(PROVIDED ENTRIES begins)

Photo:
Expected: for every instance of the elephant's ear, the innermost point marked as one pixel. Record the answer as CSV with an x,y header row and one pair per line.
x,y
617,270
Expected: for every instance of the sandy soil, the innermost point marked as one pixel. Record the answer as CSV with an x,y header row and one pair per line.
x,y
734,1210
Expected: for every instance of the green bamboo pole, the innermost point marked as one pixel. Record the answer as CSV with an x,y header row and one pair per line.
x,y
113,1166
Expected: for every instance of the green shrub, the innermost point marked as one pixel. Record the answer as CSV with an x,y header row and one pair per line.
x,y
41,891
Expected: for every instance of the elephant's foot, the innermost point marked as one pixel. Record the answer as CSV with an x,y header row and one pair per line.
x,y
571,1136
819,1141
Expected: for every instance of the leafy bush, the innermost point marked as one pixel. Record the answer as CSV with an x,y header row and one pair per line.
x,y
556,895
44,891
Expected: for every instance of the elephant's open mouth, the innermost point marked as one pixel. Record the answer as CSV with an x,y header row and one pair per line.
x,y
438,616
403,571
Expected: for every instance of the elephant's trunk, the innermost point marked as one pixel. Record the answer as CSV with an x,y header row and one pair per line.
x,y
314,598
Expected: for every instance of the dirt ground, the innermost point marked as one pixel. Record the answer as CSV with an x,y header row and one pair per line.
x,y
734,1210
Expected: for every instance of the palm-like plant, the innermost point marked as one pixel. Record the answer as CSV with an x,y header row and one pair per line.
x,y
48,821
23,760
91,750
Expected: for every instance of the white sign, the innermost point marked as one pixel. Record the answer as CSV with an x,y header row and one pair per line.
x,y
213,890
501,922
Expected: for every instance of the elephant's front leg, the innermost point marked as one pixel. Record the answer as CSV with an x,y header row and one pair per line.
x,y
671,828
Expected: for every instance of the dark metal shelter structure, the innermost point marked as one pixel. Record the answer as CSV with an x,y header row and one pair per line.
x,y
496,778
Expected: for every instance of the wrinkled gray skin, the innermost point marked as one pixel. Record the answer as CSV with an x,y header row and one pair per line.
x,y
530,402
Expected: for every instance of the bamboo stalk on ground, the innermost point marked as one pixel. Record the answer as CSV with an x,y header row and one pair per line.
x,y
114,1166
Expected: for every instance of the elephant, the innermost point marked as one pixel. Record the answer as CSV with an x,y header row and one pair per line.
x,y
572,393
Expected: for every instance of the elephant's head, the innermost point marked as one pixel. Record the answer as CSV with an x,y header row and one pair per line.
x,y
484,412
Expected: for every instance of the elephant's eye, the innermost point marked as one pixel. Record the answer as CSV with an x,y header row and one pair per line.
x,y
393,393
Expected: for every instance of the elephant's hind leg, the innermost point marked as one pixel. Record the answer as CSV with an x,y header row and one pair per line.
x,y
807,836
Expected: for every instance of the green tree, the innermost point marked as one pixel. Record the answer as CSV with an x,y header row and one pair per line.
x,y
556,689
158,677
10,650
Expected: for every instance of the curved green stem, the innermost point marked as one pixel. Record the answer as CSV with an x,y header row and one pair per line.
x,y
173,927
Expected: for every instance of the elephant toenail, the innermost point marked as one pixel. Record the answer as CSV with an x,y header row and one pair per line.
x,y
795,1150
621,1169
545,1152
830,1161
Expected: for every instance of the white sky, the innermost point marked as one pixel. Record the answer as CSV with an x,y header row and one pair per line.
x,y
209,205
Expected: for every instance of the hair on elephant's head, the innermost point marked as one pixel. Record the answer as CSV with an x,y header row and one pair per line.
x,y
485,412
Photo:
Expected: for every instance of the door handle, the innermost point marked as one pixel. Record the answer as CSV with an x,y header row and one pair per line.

(PROVIDED ENTRIES ends)

WHAT IS NEEDED: Please output each entry above exactly, leaving nothing out.

RESPONSE TO THE TASK:
Photo:
Expected: for every instance of the elephant's ear, the innermost point marked as one pixel. Record the answer as CSV with an x,y header row and one pair per line.
x,y
617,270
Expected: for every instance of the sandy soil, the innermost point marked as one pixel. Record the answer as CSV with an x,y header row and one pair per line.
x,y
734,1210
Expected: for every instance of the green bamboo pole, the innermost point marked as one pixel. Record the answer as CSV with an x,y header row and one pair per line.
x,y
113,1166
Expected: for every instance of the green shrub, the innermost point marked as one pixel. Record the answer as CSV with an x,y header row and one pair per line.
x,y
41,891
Expected: for every instance of the elephant's foot, the innermost point marked as one pixel. Record the answer as CSV with an x,y header row and one pair per line.
x,y
571,1136
819,1141
Expected: for every instance of the leafy bush, the innermost point marked as one pixel. Record the answer as CSV with an x,y header row and one pair per line.
x,y
556,895
44,891
Expected: for every instance of the elephant's open mouth, the innermost point marked as one pixel. Record the answer as CSV with an x,y header row and one pair per line.
x,y
438,616
403,571
Expected: for every instance of the elephant's trunk, the innermost point marked as one pixel. Record the answer as CSV with an x,y header row and one pair per line.
x,y
314,598
Expected: for every instance of the dirt ground, the innermost point marked as one pixel. Record the answer as CSV with an x,y header row and one pair per line.
x,y
734,1210
Expected: for every instance of the palm-like plant, the innermost point marked as one pixel. Record the answer as CSV with an x,y header row and one pair per line.
x,y
48,821
23,760
91,750
Expected: for every instance of the white sign, the innermost point marked as one pixel. Record the answer as CSV with an x,y header row and one pair per line.
x,y
213,890
501,922
Expected: for every instance of the elephant's front leg, the innermost point marked as one pixel. Record the answer as CSV with an x,y header row and one pair per line.
x,y
671,828
Expected: for every instance of the dark metal shelter structure, the innermost point marked as one pixel. Record the answer as CSV with an x,y header row and one pair per line.
x,y
496,778
Expected: for every instance of the wrinkled gray skin, the innermost point marked as one pixel. Record the answer as CSV with an x,y header row and one pair per line.
x,y
530,402
Expected: for every instance of the bamboo stalk on ground, the innermost point marked as one pixel. Record the answer as CSV with an x,y header row and one pair per line.
x,y
114,1166
Expected: for every instance of the elephant, the innermost point marked as one pixel. Record the answer as CSV with an x,y header row and one pair per line.
x,y
572,393
Expected: for every instance of the elephant's head, the innermost point marked as one pixel. Record the answer as CSV with an x,y header row and one pair per line.
x,y
484,412
Expected: for every instance of the elephant's eye, the innermost point marked as one pixel. Record the answer as CSV with an x,y header row and one pair per line.
x,y
393,393
Expected: for every instance of the elephant's hind leg, the innermost point marked as one pixel. Record the answer as CSV with an x,y header row and one pair per line.
x,y
807,836
Expected: for every instance of the green tree, the innermost point marked as one pixel. Record the answer as CSV with an x,y header row and one pair per line.
x,y
556,689
158,677
10,650
Expected: for every instance of the curved green stem, the innermost point marked as one pixel. Record the answer as CSV with an x,y header row and one pair per line.
x,y
173,927
Expected: for every instance of the elephant toenail, the innermost point marked as one pixel. Record the answer as CSV with an x,y header row and one pair per line.
x,y
795,1150
621,1169
545,1152
830,1161
Expected: for every instance of the white sky, the innermost point marked as one pixel. Record the answer as CSV with an x,y header row and one pair per line.
x,y
209,205
Expected: for every instance of the hair on elephant's head, the innermost point marked as one pixel. Record the answer as CSV with an x,y header row and one pair per line.
x,y
485,412
Photo:
Expected: for every instance of the door handle, the innermost point marked as one pixel. Record the answer as CSV with an x,y header row and one pair per line.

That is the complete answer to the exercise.